:: Exercise instructions ::
Below is a listing. Gather each line of it that contains "target".

:: Records for this task ::
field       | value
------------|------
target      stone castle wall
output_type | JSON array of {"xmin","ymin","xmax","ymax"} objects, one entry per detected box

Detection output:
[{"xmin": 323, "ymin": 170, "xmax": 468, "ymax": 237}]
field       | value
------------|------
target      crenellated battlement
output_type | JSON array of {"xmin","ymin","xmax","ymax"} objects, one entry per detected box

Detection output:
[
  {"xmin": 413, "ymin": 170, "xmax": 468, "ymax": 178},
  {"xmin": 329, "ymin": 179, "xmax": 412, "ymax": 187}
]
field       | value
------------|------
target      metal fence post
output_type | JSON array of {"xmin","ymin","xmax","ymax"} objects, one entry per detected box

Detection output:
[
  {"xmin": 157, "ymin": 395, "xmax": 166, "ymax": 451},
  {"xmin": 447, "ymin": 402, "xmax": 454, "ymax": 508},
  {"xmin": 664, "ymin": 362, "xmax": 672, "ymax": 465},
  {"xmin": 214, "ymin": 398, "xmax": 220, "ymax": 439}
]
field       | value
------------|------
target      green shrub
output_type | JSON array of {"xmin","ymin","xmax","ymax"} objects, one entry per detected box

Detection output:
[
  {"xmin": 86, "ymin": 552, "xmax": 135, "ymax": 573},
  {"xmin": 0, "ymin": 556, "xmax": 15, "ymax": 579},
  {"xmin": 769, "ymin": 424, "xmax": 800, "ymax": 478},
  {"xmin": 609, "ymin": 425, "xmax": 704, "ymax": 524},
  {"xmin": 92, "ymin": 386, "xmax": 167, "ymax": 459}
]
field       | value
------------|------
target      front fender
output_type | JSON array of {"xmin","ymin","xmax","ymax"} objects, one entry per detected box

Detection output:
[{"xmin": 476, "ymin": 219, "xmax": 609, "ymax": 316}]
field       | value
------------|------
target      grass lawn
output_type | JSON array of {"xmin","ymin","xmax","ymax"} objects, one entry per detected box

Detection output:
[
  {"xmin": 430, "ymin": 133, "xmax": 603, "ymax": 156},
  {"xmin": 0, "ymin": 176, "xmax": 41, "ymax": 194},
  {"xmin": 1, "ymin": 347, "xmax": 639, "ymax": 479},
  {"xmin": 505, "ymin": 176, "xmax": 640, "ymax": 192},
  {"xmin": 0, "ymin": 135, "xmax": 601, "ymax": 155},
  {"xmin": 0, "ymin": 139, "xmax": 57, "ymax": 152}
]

:: Answer below ::
target      stone castle wall
target      crenellated battlement
target      metal fence post
target      green shrub
target      front fender
target      grass lawn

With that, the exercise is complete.